## EXERCISE
The required output is the line that contains "Could you point to the green" through the last line of the data, retyped verbatim and with nothing added.
....................
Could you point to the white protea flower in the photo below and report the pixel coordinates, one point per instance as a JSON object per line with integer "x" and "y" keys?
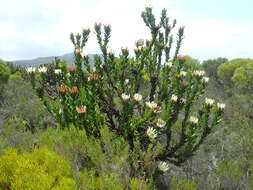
{"x": 31, "y": 69}
{"x": 126, "y": 81}
{"x": 137, "y": 97}
{"x": 111, "y": 53}
{"x": 137, "y": 49}
{"x": 151, "y": 132}
{"x": 194, "y": 120}
{"x": 168, "y": 64}
{"x": 148, "y": 6}
{"x": 199, "y": 73}
{"x": 174, "y": 97}
{"x": 125, "y": 96}
{"x": 42, "y": 69}
{"x": 78, "y": 50}
{"x": 221, "y": 106}
{"x": 163, "y": 166}
{"x": 57, "y": 71}
{"x": 160, "y": 123}
{"x": 205, "y": 79}
{"x": 183, "y": 73}
{"x": 209, "y": 101}
{"x": 84, "y": 55}
{"x": 151, "y": 105}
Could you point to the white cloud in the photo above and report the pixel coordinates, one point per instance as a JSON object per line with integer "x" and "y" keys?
{"x": 42, "y": 28}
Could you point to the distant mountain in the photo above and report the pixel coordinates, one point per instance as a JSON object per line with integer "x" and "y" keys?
{"x": 40, "y": 60}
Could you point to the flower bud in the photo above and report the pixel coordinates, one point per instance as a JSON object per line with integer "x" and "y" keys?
{"x": 84, "y": 55}
{"x": 78, "y": 50}
{"x": 221, "y": 106}
{"x": 111, "y": 53}
{"x": 31, "y": 69}
{"x": 125, "y": 97}
{"x": 140, "y": 42}
{"x": 160, "y": 123}
{"x": 174, "y": 98}
{"x": 151, "y": 132}
{"x": 57, "y": 71}
{"x": 181, "y": 58}
{"x": 209, "y": 101}
{"x": 163, "y": 166}
{"x": 194, "y": 120}
{"x": 81, "y": 109}
{"x": 126, "y": 82}
{"x": 137, "y": 97}
{"x": 168, "y": 64}
{"x": 42, "y": 69}
{"x": 124, "y": 50}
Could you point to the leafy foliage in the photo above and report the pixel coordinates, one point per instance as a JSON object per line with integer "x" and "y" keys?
{"x": 238, "y": 71}
{"x": 158, "y": 122}
{"x": 41, "y": 169}
{"x": 4, "y": 72}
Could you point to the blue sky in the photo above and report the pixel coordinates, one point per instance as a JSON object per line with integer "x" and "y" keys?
{"x": 37, "y": 28}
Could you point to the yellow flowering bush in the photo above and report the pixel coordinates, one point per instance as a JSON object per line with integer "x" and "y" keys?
{"x": 39, "y": 170}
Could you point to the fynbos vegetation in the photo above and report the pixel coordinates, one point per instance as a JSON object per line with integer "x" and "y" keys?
{"x": 156, "y": 115}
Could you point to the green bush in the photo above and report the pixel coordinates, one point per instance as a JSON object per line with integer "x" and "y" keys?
{"x": 91, "y": 181}
{"x": 19, "y": 101}
{"x": 17, "y": 76}
{"x": 39, "y": 170}
{"x": 13, "y": 134}
{"x": 4, "y": 72}
{"x": 159, "y": 120}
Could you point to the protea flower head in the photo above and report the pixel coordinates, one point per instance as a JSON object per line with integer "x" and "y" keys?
{"x": 151, "y": 133}
{"x": 137, "y": 97}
....................
## TASK ANSWER
Could you point to the green bush in the photo above and report the pixel coordinates, one point per instance as a JSON object per line with integer "x" and "y" keys?
{"x": 91, "y": 181}
{"x": 19, "y": 101}
{"x": 17, "y": 76}
{"x": 39, "y": 170}
{"x": 13, "y": 134}
{"x": 4, "y": 72}
{"x": 159, "y": 120}
Could you point to the protea flower head in the photo above and report the pixel coordinates, one point per instance as a JSON object per line with integer "x" and "y" keys?
{"x": 151, "y": 133}
{"x": 137, "y": 97}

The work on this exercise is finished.